## DATA TO PROCESS:

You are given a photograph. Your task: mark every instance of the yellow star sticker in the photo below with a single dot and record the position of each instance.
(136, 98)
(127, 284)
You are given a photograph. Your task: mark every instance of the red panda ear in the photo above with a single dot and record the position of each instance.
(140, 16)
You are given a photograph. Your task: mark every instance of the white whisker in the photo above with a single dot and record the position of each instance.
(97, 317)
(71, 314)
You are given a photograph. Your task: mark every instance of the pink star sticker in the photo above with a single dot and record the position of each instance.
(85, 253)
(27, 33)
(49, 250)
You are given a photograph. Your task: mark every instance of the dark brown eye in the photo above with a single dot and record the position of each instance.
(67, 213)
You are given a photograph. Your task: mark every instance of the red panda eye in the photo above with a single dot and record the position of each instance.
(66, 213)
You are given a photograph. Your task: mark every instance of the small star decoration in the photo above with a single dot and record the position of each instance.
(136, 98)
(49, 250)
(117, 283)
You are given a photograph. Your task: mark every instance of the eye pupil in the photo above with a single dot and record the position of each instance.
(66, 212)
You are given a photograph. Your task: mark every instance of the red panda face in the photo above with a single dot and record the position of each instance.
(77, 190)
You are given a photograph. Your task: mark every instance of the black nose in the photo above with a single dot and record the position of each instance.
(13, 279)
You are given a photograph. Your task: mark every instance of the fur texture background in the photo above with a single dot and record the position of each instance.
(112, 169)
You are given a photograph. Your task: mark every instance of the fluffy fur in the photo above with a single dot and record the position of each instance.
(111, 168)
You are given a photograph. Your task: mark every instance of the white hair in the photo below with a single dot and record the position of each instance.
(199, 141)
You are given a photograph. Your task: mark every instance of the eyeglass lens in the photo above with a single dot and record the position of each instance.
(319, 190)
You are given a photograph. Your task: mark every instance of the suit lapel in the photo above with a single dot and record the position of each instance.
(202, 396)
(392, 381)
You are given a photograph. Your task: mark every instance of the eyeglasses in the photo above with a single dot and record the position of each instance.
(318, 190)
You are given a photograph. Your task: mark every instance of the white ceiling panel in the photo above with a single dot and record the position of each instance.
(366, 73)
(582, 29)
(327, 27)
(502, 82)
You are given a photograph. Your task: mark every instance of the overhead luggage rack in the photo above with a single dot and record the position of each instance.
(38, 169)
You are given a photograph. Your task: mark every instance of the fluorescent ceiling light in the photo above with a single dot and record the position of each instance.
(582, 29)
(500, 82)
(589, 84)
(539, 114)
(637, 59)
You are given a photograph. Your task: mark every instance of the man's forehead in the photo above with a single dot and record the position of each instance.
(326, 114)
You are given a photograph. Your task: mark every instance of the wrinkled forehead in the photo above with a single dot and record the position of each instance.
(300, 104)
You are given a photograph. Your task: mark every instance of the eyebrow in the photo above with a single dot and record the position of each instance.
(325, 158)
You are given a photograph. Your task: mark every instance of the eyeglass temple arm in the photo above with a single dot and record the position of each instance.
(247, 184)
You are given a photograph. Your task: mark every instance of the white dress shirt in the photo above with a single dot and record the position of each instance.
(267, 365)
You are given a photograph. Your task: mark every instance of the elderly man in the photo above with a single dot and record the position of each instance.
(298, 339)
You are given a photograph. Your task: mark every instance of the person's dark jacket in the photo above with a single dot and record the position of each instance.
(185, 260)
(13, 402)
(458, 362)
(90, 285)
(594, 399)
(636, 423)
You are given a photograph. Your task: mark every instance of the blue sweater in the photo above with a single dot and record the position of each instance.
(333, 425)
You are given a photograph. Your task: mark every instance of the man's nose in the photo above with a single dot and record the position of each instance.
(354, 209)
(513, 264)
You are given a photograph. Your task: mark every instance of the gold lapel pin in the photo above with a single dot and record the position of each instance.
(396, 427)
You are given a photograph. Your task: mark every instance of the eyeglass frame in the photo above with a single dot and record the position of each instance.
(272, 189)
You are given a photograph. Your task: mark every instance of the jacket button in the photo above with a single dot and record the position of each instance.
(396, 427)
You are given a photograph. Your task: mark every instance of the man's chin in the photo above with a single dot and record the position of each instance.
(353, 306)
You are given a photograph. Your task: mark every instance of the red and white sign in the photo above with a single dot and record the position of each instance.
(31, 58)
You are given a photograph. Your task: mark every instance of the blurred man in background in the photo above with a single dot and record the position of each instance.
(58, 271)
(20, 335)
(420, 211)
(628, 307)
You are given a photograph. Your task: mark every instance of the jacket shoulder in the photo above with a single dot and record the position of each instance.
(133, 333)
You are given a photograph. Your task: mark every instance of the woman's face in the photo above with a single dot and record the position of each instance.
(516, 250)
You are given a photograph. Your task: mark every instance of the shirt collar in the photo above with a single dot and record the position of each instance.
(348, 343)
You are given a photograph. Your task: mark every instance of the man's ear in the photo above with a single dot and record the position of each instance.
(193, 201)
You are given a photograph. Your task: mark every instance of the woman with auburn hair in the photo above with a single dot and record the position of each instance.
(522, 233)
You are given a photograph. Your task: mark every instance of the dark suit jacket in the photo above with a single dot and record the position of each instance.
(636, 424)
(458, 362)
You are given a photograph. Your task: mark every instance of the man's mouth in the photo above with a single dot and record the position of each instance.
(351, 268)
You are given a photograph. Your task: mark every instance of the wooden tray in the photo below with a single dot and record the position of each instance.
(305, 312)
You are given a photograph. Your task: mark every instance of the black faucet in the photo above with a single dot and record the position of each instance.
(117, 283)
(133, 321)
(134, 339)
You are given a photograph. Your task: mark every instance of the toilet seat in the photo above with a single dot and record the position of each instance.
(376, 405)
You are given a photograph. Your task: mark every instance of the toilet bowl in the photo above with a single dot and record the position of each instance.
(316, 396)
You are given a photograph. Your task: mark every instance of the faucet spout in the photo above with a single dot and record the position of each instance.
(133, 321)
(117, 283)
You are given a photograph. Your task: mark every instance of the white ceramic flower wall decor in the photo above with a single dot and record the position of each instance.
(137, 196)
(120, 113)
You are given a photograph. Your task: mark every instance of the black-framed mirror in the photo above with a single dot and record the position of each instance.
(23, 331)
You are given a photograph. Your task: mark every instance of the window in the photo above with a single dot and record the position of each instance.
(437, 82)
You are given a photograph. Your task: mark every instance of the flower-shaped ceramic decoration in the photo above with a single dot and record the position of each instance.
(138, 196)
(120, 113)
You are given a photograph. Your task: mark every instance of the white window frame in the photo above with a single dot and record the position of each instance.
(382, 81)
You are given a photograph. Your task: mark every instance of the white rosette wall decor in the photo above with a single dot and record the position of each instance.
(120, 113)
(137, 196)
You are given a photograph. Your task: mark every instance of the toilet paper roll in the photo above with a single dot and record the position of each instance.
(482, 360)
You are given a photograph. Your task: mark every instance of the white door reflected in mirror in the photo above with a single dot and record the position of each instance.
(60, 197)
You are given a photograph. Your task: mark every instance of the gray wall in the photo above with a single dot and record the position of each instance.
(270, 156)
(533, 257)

## TASK DESCRIPTION:
Answer with an exact copy of the lines from the one containing "the white door" through the end of the entries above, leaving out everything before.

## WRITTEN ANSWER:
You are given a photograph. Your task: mark every instance of the white door reflected in mirror in the photo above with a single dot and record the position of each instance.
(60, 197)
You are given a photograph. Your task: mark every instance of the gray wall in the photo above with a single dot and record the position of each instance.
(270, 156)
(533, 257)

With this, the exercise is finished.